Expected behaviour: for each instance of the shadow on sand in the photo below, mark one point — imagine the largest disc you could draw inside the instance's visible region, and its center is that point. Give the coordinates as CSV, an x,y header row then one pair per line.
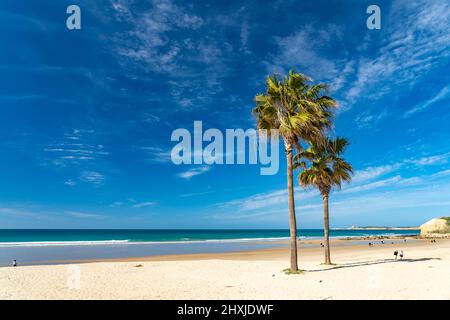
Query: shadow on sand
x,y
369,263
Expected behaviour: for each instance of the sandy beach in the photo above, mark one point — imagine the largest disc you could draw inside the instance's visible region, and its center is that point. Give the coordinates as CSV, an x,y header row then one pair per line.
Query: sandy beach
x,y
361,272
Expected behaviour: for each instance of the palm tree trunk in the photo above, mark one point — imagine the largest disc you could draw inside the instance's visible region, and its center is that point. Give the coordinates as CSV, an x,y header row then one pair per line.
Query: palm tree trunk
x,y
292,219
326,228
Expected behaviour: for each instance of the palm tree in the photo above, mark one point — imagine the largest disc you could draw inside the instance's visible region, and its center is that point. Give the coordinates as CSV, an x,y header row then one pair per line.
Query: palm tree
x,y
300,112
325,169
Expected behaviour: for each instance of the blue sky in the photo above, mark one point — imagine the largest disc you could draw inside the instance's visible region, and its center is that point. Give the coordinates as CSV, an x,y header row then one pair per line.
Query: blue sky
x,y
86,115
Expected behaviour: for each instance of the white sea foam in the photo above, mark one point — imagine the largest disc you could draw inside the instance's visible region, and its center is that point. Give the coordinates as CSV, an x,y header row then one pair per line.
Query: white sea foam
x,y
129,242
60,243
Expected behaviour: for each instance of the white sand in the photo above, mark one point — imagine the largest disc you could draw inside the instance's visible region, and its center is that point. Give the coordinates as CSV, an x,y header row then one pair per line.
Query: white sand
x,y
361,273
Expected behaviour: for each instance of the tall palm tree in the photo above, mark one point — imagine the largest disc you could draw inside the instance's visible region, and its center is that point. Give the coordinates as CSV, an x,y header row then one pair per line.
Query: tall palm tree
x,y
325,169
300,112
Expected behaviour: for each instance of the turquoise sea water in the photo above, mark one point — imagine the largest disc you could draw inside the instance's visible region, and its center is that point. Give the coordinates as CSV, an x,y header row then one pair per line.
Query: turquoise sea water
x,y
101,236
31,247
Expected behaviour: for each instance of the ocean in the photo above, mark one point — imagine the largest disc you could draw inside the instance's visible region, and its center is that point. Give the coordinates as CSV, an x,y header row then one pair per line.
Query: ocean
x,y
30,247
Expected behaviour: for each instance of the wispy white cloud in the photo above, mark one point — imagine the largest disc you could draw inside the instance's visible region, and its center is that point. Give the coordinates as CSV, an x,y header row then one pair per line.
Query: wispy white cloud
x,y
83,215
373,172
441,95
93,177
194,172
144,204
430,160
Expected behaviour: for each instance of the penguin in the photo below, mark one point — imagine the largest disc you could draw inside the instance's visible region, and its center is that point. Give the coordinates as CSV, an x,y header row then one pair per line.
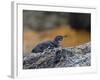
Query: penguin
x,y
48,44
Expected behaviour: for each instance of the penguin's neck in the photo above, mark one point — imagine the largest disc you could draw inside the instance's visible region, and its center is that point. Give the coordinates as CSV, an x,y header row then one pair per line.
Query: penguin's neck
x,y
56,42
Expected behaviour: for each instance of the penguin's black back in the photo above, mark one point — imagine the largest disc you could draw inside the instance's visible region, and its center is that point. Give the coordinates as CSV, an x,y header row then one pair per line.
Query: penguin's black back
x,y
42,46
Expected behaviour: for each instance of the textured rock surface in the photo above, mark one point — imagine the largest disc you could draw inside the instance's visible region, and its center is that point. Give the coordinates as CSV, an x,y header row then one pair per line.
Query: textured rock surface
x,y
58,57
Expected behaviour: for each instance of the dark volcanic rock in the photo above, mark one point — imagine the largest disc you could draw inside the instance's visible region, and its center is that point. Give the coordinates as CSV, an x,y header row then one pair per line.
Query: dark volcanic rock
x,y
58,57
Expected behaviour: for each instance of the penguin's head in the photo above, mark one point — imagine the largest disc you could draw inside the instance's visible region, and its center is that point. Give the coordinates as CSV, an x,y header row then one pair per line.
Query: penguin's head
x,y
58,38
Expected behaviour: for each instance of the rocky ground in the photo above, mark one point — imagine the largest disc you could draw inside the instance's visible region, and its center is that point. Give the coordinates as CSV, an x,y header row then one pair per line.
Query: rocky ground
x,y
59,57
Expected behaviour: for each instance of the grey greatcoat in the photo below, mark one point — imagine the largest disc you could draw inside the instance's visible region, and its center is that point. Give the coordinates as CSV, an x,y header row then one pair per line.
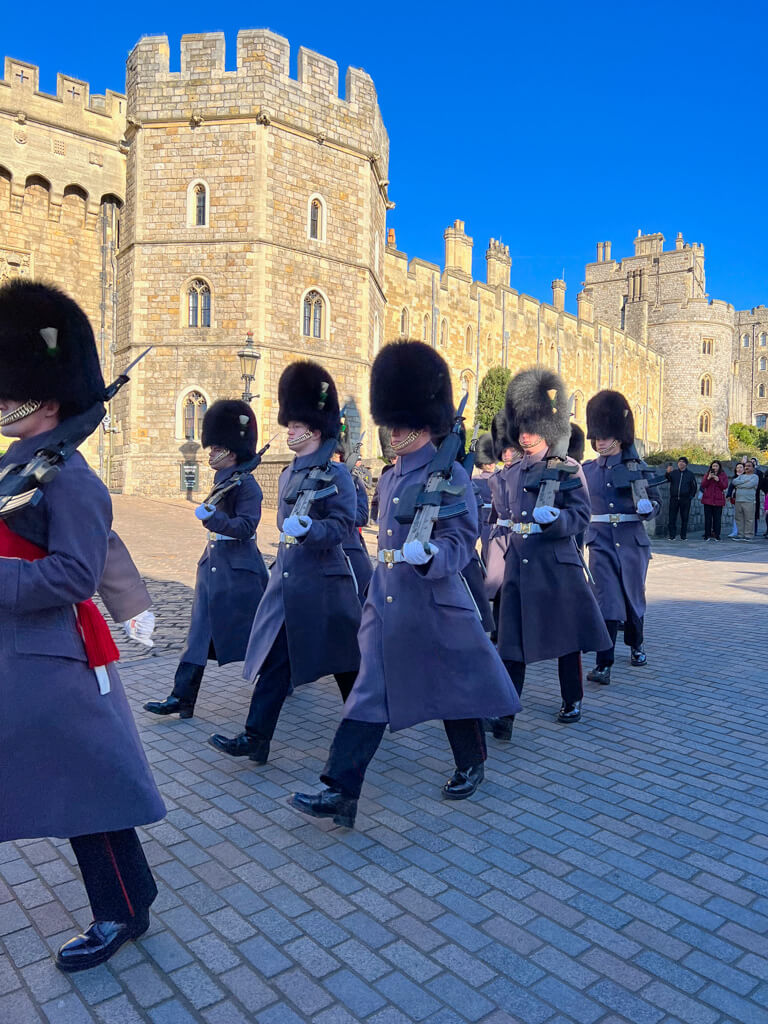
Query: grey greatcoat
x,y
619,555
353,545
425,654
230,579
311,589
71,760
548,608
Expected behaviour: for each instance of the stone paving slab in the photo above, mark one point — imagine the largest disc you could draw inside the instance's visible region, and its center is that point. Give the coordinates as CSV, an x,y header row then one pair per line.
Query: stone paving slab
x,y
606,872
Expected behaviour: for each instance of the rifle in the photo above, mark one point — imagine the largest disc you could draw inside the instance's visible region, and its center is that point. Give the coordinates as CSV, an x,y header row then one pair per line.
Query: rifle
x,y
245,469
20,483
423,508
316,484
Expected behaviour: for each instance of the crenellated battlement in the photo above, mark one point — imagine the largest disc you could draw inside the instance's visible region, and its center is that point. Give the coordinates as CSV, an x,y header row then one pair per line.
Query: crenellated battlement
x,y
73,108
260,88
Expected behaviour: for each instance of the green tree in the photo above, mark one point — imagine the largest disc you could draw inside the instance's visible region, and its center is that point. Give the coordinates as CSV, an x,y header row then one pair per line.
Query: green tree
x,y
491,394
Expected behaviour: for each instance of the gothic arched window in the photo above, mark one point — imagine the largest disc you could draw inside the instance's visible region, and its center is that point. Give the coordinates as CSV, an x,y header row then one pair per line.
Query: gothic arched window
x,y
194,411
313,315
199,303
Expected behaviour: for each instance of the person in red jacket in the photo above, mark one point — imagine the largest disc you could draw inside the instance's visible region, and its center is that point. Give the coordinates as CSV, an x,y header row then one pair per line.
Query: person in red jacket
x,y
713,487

*Stated goal*: Output an exact copy of the material, with the pictures removed.

*Reply*:
Expected behaviour: for each instance of the shadow on sand in the photo below, mark one point — imagine the largest disc you could draw inside the instance's visible region, and its center is that point. Give the coordinates as CSV, an x,y header row then one pair per line.
Query: shadow on sand
x,y
369,263
Expected behaviour: for each instance of the sandy beach in the photo above, mark one point — imagine the largest disc you could draw inside the instance's visible region, and its center is that point. Give the coordinates as CSV, an x,y header row then one pair per line.
Query: sandy beach
x,y
361,272
Expected behaviour: for each instance of the palm tree trunk in the photo above, mark one point — imagine the largest disc you could draw inside the instance's visible region, and its center is that point. Give the coordinates as CSV, an x,y header row then one pair per line.
Query: palm tree trunk
x,y
292,219
326,228
Expected behaviour: for each instance of the palm tree in the photo above, mark one point — imagine the largest disc you could draw inside the instance's visible region, and its center is that point. Give the coordinates as CSV, an x,y header row then one pair per line.
Query: palm tree
x,y
300,112
325,169
Expected behaviour: for each instance of the blue sky in the photo above, mark one point — imagine the largest disc you could draw inside the instance's visible region, and its center is that point. Give the coordinates as CSV, an x,y header row then one pair per line.
Query: blue sky
x,y
86,115
Expected behaviour: for each instance of the white sea foam in the photo above, mark one point — imagine the largest disc you could draw inside the instance's visible region, and its center is that point. Give the coordinates as CSV, an x,y header row then one pair per line.
Query: white sea foam
x,y
129,242
60,243
Expected behaviour: for each instance of the white sand in the photo above, mark one point — imagine the largest disc you could draw inside the instance's visible region, and its center is that point. Give the coordinates as CSV, an x,y header row then one pair per line.
Query: white sand
x,y
361,273
Expected behaviour: for each instance of the tall palm tree in the photo above, mark one point — imagine the largest disc you could draw inside the instance's visible region, and its center is that point. Give the coordinates as CSV, an x,y header row then one pair per line.
Query: tall palm tree
x,y
325,169
300,112
Expected behaviour: for each instance of the turquoise sea water in the photo above, mark one point — imagine the largest disc you could draw inside the instance's visible region, and its center is that point. Give the coordinates as CSV, an x,y header row then one pair per line.
Query: turquoise sea water
x,y
101,236
31,247
Expected behaviour: for each instance of the ocean in the photo above, mark one point — imagine the largest disc you could draw inside the instance's visible region, and its center is that point. Give the coordinates as CSV, an x,y header row then one pair per line.
Query: ocean
x,y
30,247
Expected behaviour: for each instance of the wispy white cloud in the photo above, mark one point — imagine the largest disc you could draw inside the instance's visible region, and its center is that point. Give the coordinates as CSV, an x,y header row then one pair per line.
Query: wispy white cloud
x,y
83,215
373,172
441,95
93,177
194,172
144,204
430,160
Expected behaviour: for each instance of the penguin in the photo below, mark one point — imagine the largest disc you could draw inside the instance's visible region, and its center is that point. Give the coordinates as CSV, an x,y header row then one pair per line.
Query: penguin
x,y
48,44
Expected behaviour: for each instance of the penguin's neck in the photo above, mark one point — imagine the largest disc you could draw inside the instance's visible region, and its center is that point. Give the coordinates as CSV, an x,y header row then one pair per line.
Query: penguin's neck
x,y
56,42
Expected behaviour: for each instance of the penguin's black back in the photo above, mark one point — imagine the largest disc you could draw inside the instance's visible region, and its center is that point. Give the coordinates as CSV, an x,y header row then one pair per line.
Query: penguin's black back
x,y
42,46
Expected behaviour: for each instance of the textured rock surface in the photo above, mark one point — imagine the largest disc you could draw inside the instance's visible region, and its center is that point. Give the coordinates as CSV, an x,y header row then one pair per line.
Query: textured rock surface
x,y
58,57
Expected behaviour: for each instance of the dark volcanic rock in the photo above, mark one point — imagine the largest disc you could draw inside the instance's visible region, and its center is that point. Give the coordinates as CSV, an x,y header row then one pair per line.
Query: dark volcanic rock
x,y
58,57
Expected behaviour: for each instance of the penguin's head in the photo above, mark one point — imagine the largest disc you could draw inside the instance's visible region, and its center is that point. Give the coordinates as CSV, an x,y header row then one pair per line.
Query: penguin's head
x,y
58,38
Expected behaviour: for each instance of the rocky ground in the photo above, mark one point — imagine the largest disc you could draw inside the instance's visible region, and its center is that point. Give the coordinates as CSV, an x,y header row then one pair per line.
Query: rocky ground
x,y
59,57
Expected behaviour: for each instance of the grey greatcoat in the photo below, mark one point — imagine the largest disc you could draw inside the instance's visible region, and its center is that point. Give the coordinates as CSV, an x,y header row then one pair per line.
Query: grey greatcoat
x,y
619,555
353,545
425,654
230,579
311,589
71,760
548,608
Expected behaviour: for each instance of the stone paving slab in the photo above, mark one point — imagine the largest disc you could draw inside the instance's visible region, and its center is that point. Give the coordinates as CSV, an x,y header row then one pair per line.
Query: stone paving slab
x,y
606,872
Expected behaviour: for each instance of the rifle in the photo above, mark one point — imagine the largest disc you could draw inside the instance's visible region, and its center is that point. Give the coordinates as CSV, an x,y header row then one pair per line.
Query: rifle
x,y
245,469
20,483
423,508
316,484
Expected behaviour: for each instance of the crenellated battlement in the photo above, mark one point — imagine the largest disc you could draw inside the instance's visible region, and its center is that point. Give the coordinates as CSV, an x,y header row then one pair per line.
Query: crenellated battlement
x,y
73,108
260,88
Expected behaviour: for each instance of the green tree in the photo above, mark one point — imagine the largest disc you could draw inside the instance's visible region, and its center is that point. Give the coordinates as CSV, an x,y header row then one pair per line.
Query: green tree
x,y
491,394
Expected behaviour: for each instance of the gothic arched window in the photo above, mark one point — imagine the largest disc you could draw inside the instance's visible region, and its center is that point. Give the coordinates as CSV, an x,y header row then one pair per line.
Query: gothic arched window
x,y
194,411
313,315
199,303
Expected behaviour: for each instance of the person in red jacket in the photo above, mark one point — imagine the largest disc you could draw inside the instance's visible region, and its center is that point. Give the coordinates as CSV, an x,y header row then one pair per line.
Query: person in red jacket
x,y
713,487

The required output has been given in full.